**EXERCISE**
Pick up the news article about the drop in Iraq's death toll after its final sentence and write the paragraphs that follow.

**DOCUMENT EXCERPT**
* * * *

Surge, sect separation credited for drop in Iraq death toll

Ned Parker Los Angeles Times

BAGHDAD – Iraq’s civilian body count in October was less than half that at its height in January, reflecting both the tactical successes of this year’s U.S. troop buildup and the lasting effect of waves of sectarian death squad killings, car bombings and neighborhood purges.

October also marked the lowest monthly death toll for American troops, 36 fatalities, since March 2006, when 31 were killed, according to the Web site icasualties.org.

American commanders credit the buildup, which reached full strength during June, with slowing sectarian bloodshed.

They say the decision to send 28,500 more troops to Iraq has made a difference by allowing them to send soldiers to live on the fault lines between Sunni Arab and Shiite neighborhoods in Baghdad, and to conduct sweeping offensives in provinces east and south of the capital against strongholds of Shiite Muslim militias and Sunni militants linked to foreign insurgents.

But others say that the picture is more complicated and that the civilian death toll, which plummeted nationwide from 2,076 in January to 758 in October, according to the Iraqi health ministry, has dropped in large part because those seeking to cleanse their neighborhoods of rival religious sects by and large have succeeded.

“Everyone in our neighborhood is Sunni; even the birds flying above us are Sunni,” said Mohammed Azawi, a resident of the formerly mixed district of Ghazaliya.

A year ago, his street was a battleground between Shiite and Sunni militants. Now it is segregated between its Shiite northern tip and its Sunni south.

Moreover, American forces have felt it necessary to make tacit deals with groups that have been involved in the ethnic cleansing, and many Baghdad residents who have not been killed have fled. The number of people displaced internally in Iraq has risen to 2.25 million, while another 2 million have left the country.

“Certainly the presence of (U.S.) soldiers in insecure neighborhoods in Baghdad could stabilize the neighborhood, resulting in less violence and fewer people fleeing the neighborhood,” said Dana Graber Ladek, Iraqi case officer for the International Organization for Migration. “In addition, as neighborhoods become homogeneous, violence is likely to decrease and fewer people are likely to flee these areas.”

American military leaders say that Iraq and its capital, where much of the sectarian violence has taken place, are significantly safer than at the height of Shiite-Sunni warfare last year – although even at its reduced level, the violence results in nearly 200 deaths a week.

“What happened this time is we stayed … so now the people said, ‘Hey you’re staying,’ and once they see we’re staying with Iraqis, and the Iraqis (army and police) are staying with us and getting much better and treating the people with dignity and respect, they start coming forward with tips,” said Brig. Gen. John Campbell, U.S. deputy army commander for Baghdad.

* * * *

**LISTING**
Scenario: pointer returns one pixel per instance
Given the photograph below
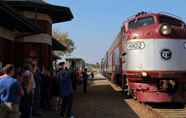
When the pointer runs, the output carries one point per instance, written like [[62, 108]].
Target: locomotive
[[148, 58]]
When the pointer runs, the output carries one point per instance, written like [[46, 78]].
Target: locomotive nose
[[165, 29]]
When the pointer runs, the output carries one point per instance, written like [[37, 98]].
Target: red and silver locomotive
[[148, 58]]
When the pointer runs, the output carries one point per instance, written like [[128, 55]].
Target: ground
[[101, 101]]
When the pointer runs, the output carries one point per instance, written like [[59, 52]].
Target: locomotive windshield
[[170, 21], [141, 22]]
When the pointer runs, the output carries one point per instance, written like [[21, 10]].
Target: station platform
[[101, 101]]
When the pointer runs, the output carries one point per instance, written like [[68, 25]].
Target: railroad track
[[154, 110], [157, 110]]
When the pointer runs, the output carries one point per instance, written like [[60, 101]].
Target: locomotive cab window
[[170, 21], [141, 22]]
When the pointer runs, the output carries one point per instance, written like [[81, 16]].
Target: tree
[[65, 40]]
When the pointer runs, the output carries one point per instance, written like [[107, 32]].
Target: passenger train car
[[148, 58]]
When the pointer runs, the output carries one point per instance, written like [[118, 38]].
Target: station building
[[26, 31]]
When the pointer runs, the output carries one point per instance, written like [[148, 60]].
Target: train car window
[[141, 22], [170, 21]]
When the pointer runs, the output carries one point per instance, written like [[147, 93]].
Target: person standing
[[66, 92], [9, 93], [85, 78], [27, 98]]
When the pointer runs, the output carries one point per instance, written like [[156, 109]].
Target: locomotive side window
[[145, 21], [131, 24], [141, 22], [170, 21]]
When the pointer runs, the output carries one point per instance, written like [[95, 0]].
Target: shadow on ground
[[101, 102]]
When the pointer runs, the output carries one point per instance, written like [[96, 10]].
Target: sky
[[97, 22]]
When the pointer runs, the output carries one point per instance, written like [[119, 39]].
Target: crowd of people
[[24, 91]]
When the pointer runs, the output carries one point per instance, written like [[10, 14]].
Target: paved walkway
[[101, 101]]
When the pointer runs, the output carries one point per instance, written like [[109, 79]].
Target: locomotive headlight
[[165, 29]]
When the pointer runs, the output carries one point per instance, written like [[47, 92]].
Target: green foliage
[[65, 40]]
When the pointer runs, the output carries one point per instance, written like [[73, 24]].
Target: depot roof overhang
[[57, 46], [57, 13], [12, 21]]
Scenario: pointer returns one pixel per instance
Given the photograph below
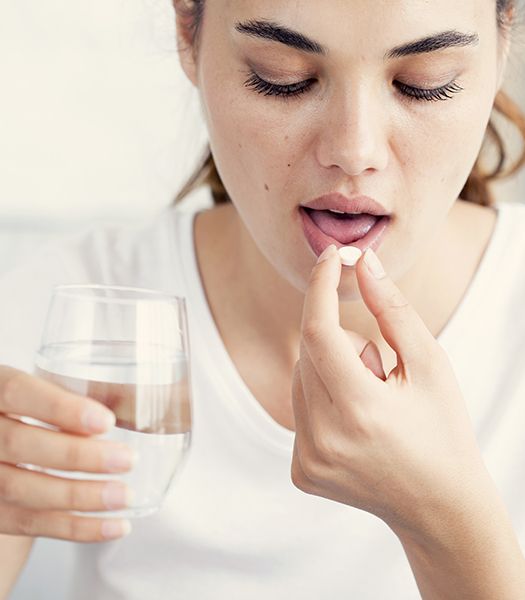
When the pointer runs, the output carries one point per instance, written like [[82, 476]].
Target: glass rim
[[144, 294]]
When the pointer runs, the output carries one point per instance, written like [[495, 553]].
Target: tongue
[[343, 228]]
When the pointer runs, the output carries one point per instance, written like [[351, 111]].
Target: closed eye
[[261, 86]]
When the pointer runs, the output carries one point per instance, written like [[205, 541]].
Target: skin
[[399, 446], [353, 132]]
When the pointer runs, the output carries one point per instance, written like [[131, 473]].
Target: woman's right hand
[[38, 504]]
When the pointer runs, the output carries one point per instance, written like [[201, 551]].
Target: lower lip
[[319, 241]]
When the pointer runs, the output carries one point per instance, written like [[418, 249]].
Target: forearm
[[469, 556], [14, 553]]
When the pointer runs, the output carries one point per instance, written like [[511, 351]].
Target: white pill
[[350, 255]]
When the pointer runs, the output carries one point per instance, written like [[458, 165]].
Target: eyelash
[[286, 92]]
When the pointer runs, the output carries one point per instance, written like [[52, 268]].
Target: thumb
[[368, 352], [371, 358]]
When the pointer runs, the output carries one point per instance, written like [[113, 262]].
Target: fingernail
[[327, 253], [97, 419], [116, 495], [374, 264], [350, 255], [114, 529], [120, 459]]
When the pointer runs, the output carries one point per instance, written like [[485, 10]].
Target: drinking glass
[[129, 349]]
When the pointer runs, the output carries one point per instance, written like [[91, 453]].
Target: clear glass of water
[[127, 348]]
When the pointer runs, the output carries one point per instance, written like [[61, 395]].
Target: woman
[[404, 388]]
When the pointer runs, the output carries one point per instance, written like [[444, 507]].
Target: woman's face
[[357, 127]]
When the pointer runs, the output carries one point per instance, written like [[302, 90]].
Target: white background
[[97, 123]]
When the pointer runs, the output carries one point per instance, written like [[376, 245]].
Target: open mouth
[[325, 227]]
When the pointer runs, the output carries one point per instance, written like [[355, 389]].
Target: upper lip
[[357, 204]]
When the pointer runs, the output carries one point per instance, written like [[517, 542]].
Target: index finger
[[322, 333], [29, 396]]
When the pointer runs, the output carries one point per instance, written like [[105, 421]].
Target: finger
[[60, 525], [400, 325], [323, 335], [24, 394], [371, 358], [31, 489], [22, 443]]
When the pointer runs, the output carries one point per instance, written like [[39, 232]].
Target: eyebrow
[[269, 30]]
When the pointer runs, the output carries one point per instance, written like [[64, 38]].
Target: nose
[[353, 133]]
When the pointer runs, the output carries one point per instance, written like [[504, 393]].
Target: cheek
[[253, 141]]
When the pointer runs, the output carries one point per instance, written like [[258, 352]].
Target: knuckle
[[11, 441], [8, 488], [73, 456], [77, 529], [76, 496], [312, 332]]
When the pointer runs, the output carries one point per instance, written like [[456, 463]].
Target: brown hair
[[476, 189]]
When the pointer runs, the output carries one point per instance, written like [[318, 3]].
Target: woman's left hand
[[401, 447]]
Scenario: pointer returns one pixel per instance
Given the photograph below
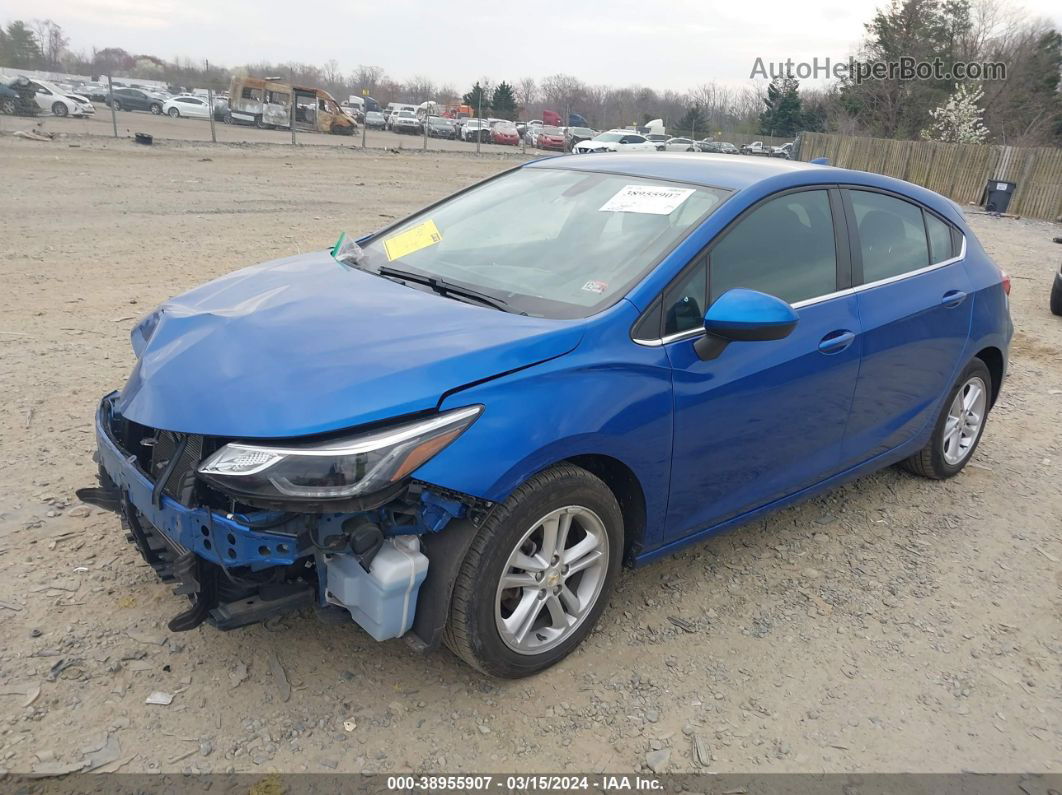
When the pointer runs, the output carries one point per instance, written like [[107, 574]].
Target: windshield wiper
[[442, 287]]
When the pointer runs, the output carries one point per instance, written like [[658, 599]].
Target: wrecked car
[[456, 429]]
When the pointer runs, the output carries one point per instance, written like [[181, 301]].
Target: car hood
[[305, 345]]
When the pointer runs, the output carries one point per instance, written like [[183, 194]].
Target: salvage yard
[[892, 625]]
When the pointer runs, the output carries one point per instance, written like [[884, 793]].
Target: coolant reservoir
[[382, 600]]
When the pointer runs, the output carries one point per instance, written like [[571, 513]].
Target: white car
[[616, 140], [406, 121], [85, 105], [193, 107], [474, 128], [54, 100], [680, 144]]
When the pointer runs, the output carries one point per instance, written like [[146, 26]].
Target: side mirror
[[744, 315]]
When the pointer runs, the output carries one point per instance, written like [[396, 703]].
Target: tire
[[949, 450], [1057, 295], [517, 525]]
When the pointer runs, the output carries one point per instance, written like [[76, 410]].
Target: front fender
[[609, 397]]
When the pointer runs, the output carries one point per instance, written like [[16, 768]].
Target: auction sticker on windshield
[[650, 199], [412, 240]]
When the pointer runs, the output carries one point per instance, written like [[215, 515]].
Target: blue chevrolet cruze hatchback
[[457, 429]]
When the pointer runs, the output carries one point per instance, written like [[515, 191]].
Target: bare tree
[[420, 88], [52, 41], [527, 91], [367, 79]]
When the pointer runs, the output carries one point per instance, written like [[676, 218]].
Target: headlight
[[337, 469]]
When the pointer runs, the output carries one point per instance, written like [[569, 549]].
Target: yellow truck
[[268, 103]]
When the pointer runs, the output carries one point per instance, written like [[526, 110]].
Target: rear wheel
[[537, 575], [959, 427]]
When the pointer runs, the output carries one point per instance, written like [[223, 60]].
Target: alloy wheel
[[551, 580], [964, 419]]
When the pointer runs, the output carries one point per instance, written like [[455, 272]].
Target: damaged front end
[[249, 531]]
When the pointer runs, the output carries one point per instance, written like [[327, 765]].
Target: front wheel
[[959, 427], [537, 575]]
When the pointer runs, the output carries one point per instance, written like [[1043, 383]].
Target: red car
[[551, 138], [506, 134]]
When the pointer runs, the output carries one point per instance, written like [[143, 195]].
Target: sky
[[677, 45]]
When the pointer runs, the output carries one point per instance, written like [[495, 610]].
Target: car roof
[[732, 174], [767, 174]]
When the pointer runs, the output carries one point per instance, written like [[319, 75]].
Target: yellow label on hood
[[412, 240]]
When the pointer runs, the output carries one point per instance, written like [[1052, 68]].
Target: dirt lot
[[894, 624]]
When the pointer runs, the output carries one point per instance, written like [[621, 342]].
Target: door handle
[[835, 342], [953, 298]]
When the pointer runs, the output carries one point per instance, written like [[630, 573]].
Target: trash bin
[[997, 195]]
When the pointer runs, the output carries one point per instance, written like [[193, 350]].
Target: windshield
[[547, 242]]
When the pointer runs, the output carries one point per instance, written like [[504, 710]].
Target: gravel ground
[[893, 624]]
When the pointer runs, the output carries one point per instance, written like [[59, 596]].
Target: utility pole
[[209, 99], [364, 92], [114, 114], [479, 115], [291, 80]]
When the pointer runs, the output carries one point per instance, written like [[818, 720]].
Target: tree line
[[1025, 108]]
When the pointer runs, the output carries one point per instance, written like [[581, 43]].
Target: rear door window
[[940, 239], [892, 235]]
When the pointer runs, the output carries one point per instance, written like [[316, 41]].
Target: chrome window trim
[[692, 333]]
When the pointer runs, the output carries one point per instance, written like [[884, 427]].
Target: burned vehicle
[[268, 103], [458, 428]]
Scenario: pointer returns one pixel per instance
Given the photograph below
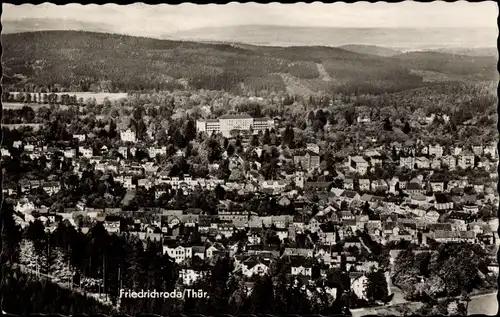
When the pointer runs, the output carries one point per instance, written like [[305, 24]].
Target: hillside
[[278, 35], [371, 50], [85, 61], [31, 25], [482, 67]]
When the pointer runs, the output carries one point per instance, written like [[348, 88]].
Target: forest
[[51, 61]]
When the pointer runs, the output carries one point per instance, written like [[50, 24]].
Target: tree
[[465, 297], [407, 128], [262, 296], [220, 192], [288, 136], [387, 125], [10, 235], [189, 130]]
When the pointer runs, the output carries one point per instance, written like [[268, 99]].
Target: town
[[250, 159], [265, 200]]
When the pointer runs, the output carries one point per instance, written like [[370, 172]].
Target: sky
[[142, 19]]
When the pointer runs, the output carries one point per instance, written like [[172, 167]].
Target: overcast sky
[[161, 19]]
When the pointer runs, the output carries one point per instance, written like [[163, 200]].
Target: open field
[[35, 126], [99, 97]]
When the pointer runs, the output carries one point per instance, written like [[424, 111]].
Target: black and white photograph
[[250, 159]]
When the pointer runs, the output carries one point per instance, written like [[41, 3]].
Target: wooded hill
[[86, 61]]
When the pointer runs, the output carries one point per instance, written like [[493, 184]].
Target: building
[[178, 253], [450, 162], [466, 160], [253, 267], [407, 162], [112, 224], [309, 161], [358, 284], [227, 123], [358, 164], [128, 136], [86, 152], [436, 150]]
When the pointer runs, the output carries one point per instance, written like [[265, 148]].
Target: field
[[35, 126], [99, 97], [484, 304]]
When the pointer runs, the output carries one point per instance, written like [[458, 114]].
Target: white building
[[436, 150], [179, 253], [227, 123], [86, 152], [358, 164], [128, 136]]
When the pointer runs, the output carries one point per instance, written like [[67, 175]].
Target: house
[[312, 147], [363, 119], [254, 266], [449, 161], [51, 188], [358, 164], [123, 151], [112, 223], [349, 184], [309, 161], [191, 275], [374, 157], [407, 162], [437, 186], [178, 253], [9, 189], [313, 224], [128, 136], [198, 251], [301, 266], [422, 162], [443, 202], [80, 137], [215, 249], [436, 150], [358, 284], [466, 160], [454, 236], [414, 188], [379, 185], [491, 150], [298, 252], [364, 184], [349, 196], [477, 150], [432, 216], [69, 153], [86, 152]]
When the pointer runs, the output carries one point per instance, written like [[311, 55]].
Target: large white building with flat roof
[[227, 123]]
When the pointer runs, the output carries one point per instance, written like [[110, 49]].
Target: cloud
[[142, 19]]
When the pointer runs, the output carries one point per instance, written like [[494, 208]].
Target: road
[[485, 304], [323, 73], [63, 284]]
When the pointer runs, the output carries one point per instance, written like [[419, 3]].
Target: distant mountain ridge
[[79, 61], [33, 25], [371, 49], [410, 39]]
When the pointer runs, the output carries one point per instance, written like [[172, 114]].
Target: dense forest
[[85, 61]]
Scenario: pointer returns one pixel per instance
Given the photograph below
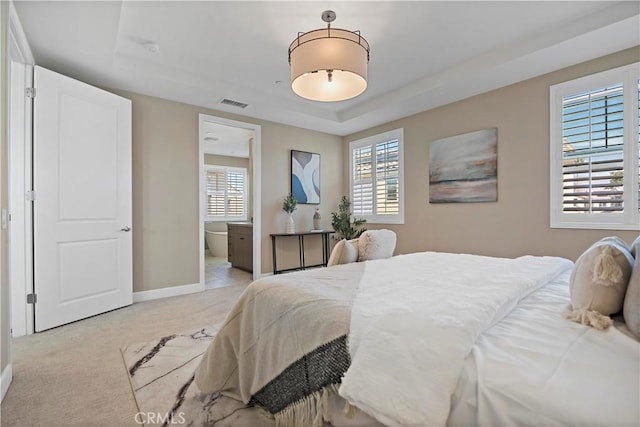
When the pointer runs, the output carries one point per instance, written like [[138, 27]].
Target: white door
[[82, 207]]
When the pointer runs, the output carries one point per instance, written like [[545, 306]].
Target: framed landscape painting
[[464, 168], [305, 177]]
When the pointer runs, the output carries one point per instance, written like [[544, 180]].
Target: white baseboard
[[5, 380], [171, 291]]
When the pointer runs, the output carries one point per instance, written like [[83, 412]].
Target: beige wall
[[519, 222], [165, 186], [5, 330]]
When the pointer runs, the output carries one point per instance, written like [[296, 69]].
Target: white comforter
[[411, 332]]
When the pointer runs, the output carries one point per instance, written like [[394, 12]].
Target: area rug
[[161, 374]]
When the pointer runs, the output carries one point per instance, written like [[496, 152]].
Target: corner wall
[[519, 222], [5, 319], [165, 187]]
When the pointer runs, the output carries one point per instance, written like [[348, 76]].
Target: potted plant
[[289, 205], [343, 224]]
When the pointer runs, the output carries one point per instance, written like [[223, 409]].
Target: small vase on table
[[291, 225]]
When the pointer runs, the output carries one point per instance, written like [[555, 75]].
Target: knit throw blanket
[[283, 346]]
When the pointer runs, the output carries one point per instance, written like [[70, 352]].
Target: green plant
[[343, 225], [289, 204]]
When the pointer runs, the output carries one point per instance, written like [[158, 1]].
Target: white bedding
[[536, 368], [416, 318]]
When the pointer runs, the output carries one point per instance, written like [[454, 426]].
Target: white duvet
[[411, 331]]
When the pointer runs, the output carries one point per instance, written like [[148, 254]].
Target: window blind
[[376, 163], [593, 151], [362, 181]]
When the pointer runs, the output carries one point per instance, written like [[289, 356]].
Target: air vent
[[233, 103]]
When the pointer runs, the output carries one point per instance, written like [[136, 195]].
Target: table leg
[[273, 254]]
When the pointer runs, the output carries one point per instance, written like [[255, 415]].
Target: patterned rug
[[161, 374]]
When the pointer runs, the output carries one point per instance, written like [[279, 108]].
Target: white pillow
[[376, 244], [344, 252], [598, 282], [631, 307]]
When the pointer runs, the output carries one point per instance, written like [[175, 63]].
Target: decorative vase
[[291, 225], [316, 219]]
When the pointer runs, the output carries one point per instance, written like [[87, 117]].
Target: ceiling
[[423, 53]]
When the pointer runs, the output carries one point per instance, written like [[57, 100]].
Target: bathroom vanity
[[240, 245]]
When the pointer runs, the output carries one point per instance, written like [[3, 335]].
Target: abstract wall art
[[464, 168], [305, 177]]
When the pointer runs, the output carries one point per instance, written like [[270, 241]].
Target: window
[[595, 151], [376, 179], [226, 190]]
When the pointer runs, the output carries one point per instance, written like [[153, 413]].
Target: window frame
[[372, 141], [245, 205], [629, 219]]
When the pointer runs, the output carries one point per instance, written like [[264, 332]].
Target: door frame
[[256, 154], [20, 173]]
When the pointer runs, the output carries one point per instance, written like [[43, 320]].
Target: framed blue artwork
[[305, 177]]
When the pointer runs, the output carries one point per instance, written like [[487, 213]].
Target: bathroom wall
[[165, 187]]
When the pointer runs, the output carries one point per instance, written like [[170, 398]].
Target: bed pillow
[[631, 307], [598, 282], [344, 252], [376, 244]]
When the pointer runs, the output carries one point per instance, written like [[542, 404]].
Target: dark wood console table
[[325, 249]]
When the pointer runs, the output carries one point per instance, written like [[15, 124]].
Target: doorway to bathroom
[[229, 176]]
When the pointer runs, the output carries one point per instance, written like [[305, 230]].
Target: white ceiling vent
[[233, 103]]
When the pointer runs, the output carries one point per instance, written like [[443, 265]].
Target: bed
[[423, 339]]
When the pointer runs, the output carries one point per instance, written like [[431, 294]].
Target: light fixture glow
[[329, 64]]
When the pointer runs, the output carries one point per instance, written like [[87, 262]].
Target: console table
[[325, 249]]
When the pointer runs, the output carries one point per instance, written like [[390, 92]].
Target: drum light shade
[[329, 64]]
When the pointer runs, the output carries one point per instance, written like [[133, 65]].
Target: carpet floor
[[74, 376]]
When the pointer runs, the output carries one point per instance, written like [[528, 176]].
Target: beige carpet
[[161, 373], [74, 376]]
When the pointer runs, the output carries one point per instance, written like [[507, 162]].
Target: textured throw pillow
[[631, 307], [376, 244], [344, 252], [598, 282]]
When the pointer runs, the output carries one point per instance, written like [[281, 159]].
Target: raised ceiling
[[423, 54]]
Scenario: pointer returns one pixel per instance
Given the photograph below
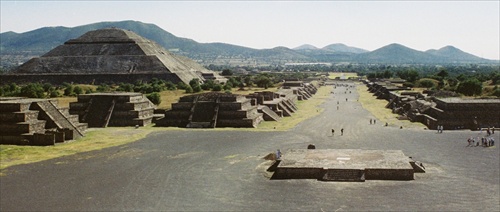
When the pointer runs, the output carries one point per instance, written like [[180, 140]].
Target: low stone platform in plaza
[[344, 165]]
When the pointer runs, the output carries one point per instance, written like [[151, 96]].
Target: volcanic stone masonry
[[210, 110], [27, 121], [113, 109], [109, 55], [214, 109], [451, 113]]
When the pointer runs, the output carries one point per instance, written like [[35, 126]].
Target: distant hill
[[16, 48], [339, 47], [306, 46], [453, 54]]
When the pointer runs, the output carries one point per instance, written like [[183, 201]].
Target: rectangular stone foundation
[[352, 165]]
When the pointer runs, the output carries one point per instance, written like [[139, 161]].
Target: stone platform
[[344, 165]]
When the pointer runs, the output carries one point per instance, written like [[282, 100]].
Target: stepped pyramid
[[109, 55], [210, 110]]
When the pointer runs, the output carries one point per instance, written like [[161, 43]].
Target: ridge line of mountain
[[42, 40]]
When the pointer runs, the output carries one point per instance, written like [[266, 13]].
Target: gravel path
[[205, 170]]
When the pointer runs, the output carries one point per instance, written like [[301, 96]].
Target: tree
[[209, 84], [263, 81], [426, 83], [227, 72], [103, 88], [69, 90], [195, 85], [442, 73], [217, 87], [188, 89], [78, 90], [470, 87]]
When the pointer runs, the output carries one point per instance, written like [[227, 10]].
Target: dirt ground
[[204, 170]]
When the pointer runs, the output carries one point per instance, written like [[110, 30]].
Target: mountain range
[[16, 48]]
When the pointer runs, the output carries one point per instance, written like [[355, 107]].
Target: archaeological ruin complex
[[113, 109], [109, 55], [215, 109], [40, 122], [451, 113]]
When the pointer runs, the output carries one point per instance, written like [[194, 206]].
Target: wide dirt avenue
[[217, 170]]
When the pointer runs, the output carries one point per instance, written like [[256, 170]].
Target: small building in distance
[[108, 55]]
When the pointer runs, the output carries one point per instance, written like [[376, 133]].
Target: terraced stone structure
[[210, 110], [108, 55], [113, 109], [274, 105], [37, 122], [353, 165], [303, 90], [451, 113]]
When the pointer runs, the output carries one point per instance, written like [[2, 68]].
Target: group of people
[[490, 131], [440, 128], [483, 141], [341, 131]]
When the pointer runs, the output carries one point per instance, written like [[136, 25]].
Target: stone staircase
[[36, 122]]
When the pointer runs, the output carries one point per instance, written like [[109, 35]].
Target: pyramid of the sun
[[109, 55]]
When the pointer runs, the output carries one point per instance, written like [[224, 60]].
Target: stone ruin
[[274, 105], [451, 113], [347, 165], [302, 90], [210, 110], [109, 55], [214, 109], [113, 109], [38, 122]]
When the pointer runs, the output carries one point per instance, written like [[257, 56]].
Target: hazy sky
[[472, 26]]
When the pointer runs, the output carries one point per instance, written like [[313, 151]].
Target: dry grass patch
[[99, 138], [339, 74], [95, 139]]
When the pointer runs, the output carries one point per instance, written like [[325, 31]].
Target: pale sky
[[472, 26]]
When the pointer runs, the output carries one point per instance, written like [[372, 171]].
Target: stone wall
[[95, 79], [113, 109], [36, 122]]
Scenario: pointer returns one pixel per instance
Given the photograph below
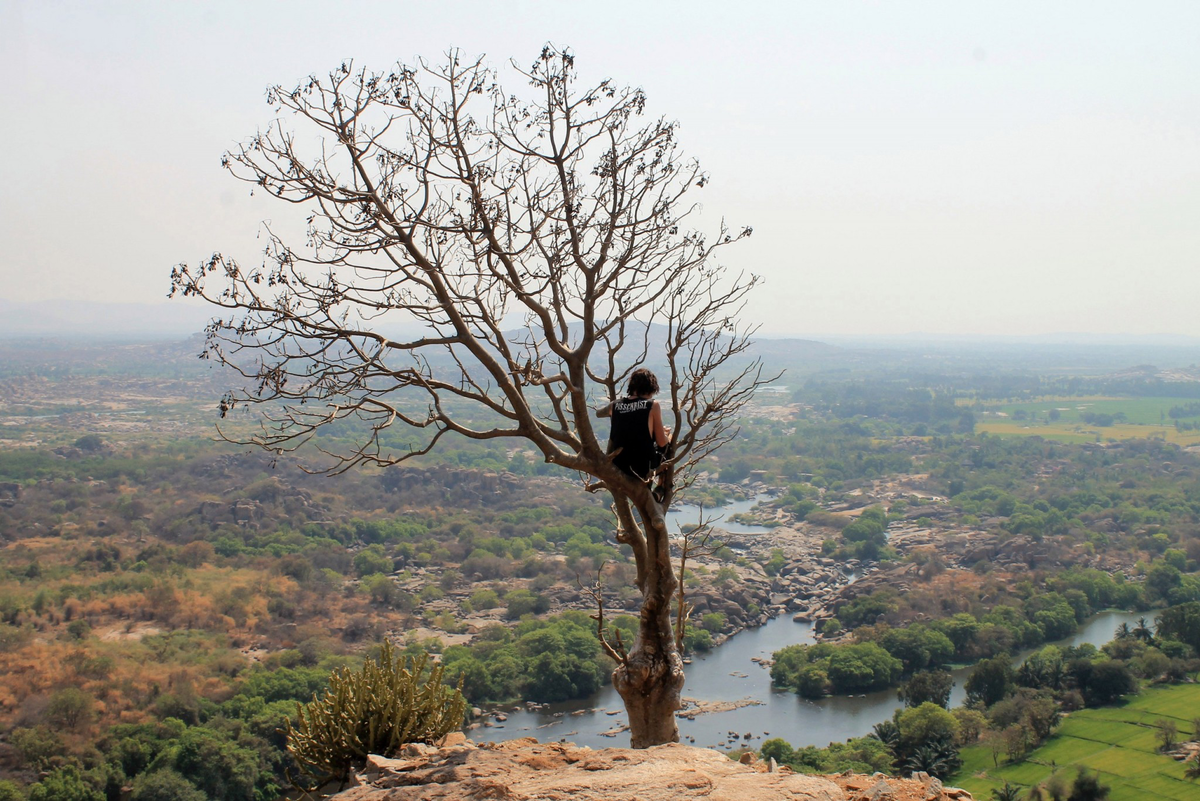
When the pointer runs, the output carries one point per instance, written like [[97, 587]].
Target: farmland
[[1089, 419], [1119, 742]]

* * * *

**THE RESPONSE**
At the same time, with an Iraqi national government that remains riven with sectarian strife, the future remains unclear, American authorities acknowledge.

Despite professed optimism, Campbell acknowledges that he has fought to rein in a sectarian agenda during the American troop build-up. Early on, Campbell struggled to stop Shiite government officials from giving direct orders to arrest Sunni targets.

Campbell claimed that since Americans put Iraqis’ feet to the fire, Iraqi security commanders have started to police their own. Even so, last month an Iraqi national police unit active in the mixed district of Saidiya on Baghdad’s strategic southeastern rim was removed after repeated allegations of attacks against Saidiya’s Sunni population.

The relative calm has come in part through the U.S. military’s willingness to work with former Sunni insurgents to fight foreign extremists as well to work tacitly with the moderate elements of the radical Shiite cleric Muqtada al-Sadr’s Mahdi Army militia to stabilize neighborhoods.

Baghdad’s western Rashid district, for example, was once an area with a majority Sunni population. After years of violence, it now has an estimated 70 percent Shiite population.

Securing the area has meant coming to an understanding with the same militia responsible for expelling the Sunnis, American officials acknowledge.

“It’s the reality of western Rashid,” said Lt. Col. Patrick Frank, whose battalion is charged with the area. “Everyone we deal with is” a member of the Mahdi Army, he said.

In New Baghdad, Mohammed Ashraf, 28, described sectarian cleansing as the heavy price of safety.

“It’s a popular Shiite neighborhood, and therefore it’s only natural that they shall prevail. They work in coordination with both the Iraqi police and army,” Ashraf said. “Sure, there are some negative aspects in them, but the positive ones outweigh those, such as providing essential services and security to the people.”

In the largely Sunni enclave of Ghazaliya, residents say the protection they receive from American troops has made a world of difference. Where Shiites were forcibly and bloodily evicted, Sunni men now stay outside till 10 or 11 p.m., sitting in lawn chairs.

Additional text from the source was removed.